*Problem set*
A: In the Jira comment on YARN-9562, list every entry of the full command array given for the failed execution.
B: According to the Jira comment on YARN-9562, which user was running all containers during the commenter's test?
C: Reproduce the stretch of the Jira comment on YARN-9562 from "However, I'm having" through "in this case.".

*Article*

........

2019-11-05 Thread Shane Kumpf (Jira)


[ 
https://issues.apache.org/jira/browse/YARN-9562?page=com.atlassian.jira.plugin.system.issuetabpanels:comment-tabpanel&focusedCommentId=16967937#comment-16967937
 ] 

Shane Kumpf commented on YARN-9562:
---

Hey [~ebadger]. Thanks for your (and everyone elses) hard work here. Overall 
this looks to be coming together nicely.

I've taken a look at the code and have a couple of items, but nothing blocking. 
However, I'm having a bit of trouble getting runC containers working so far. 
I'm out of time to continue troubleshooting right now, but this is what I'm 
seeing, both dshell and MR pi do the same. Docker MR jobs are working. I am 
running all containers as the nobody user in this case.
{code:java}
2019-11-05 22:40:14,225 WARN 
org.apache.hadoop.yarn.server.nodemanager.containermanager.linux.privileged.PrivilegedOperationExecutor:
 Shell execution returned exit code: 35. Privileged Execution Operation Stderr:
Bad/Missing runC int
Could not create container dirs
Could not create local files and directories
Nonzero exit code=35, error message='Could not create work dirs'
Stdout: Can't create directory 
/tmp/hadoop-yarn/nm-local-dir/usercache/hadoopuser/appcache/application_1572993484434_0003/container_e04_1572993484434_0003_01_02
 - Permission denied
Full command array for failed execution:
[/usr/local/hadoop/bin/container-executor, --run-runc-container, 
/tmp/hadoop-yarn/nm-local-dir/nmPrivate/application_1572993484434_0003/container_e04_1572993484434_0003_01_02/runc-config.json]{code}
 

Here are some questions/nits on the patch. None of these are blockers IMO.

Questions/Comments:

1) Why is the keystore and truststore needed within RuncContainerExecutorConfig?

2) I'm not a big fan of hard coded mounts like this. This would also be 
problematic for systemd based containers where systemd expects /tmp to be a 
tmpfs.
{code:java}
addRuncMountLocation(mounts, containerWorkDir.toString() +
"/private_slash_tmp", "/tmp", true, true);
addRuncMountLocation(mounts, containerWorkDir.toString() +
"/private_var_slash_tmp", "/var/tmp", true, true);
{code}
3) It would be great to track these disabled features for future implementation.

........

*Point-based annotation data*
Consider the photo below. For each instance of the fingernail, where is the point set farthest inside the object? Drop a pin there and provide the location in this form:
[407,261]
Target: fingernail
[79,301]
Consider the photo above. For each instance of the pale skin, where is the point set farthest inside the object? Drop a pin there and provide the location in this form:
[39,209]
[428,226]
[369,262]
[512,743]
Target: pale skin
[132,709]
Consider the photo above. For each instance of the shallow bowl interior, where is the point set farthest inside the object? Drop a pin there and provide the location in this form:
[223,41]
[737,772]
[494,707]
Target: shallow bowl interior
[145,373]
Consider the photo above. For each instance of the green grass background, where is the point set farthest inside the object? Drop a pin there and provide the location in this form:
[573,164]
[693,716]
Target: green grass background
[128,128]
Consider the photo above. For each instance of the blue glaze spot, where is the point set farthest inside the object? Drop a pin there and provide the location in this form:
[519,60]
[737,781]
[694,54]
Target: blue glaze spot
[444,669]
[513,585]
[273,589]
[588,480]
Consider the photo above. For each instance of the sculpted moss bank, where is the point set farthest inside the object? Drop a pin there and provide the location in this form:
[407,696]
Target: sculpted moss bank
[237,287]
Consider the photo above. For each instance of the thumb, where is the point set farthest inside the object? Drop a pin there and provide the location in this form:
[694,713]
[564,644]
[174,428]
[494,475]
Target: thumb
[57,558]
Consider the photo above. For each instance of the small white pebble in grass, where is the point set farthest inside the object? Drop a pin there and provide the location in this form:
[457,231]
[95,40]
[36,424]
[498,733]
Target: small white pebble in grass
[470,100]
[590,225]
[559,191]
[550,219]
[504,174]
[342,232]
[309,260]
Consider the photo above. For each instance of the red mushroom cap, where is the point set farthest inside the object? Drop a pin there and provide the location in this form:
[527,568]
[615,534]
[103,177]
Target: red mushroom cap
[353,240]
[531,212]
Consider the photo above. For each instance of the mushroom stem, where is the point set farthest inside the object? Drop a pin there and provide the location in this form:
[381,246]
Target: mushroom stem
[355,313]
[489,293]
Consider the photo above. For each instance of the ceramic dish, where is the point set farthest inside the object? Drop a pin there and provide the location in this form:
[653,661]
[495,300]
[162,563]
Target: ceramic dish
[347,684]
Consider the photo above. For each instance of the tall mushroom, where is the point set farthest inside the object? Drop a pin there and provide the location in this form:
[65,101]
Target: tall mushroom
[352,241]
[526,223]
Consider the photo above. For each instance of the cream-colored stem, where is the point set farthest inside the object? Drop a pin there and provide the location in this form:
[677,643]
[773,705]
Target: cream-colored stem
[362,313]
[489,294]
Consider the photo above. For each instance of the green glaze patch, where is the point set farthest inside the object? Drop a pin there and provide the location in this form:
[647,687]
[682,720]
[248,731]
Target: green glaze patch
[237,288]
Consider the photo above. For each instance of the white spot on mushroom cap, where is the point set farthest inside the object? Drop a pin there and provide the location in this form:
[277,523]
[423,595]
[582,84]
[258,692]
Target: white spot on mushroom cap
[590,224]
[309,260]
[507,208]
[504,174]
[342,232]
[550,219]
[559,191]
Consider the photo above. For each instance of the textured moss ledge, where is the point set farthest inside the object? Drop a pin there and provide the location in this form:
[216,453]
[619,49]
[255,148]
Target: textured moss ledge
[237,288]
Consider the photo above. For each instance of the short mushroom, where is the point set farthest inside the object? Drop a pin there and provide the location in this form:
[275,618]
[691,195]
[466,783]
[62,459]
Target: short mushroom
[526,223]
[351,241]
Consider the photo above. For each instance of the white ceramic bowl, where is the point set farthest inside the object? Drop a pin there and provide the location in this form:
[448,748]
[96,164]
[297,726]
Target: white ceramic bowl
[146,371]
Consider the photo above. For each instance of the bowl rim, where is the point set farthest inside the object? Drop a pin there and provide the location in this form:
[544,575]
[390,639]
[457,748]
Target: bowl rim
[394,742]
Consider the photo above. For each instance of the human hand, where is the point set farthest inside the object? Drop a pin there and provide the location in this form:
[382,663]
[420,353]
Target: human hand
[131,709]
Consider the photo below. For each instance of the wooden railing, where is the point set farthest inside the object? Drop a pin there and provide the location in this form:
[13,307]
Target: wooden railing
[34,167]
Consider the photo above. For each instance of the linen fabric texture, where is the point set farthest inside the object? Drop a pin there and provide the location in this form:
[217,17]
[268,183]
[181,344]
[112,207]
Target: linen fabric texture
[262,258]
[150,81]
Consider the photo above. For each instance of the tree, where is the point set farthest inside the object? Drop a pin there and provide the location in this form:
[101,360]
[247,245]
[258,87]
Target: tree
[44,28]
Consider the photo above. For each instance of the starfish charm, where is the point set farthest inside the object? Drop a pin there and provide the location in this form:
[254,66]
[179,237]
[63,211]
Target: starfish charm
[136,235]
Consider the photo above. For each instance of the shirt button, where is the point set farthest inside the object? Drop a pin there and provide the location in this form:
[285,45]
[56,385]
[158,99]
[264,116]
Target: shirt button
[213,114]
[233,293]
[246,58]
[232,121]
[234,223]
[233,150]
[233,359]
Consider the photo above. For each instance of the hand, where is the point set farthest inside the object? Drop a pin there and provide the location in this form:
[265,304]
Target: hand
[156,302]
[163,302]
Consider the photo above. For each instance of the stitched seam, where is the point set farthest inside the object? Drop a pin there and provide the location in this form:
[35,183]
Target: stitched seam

........

*Exercise answers*
A:
- /usr/local/hadoop/bin/container-executor
- --run-runc-container
- /tmp/hadoop-yarn/nm-local-dir/nmPrivate/application_1572993484434_0003/container_e04_1572993484434_0003_01_02/runc-config.json

B: The nobody user.

C:
However, I'm having a bit of trouble getting runC containers working so far. 
I'm out of time to continue troubleshooting right now, but this is what I'm 
seeing, both dshell and MR pi do the same. Docker MR jobs are working. I am 
running all containers as the nobody user in this case.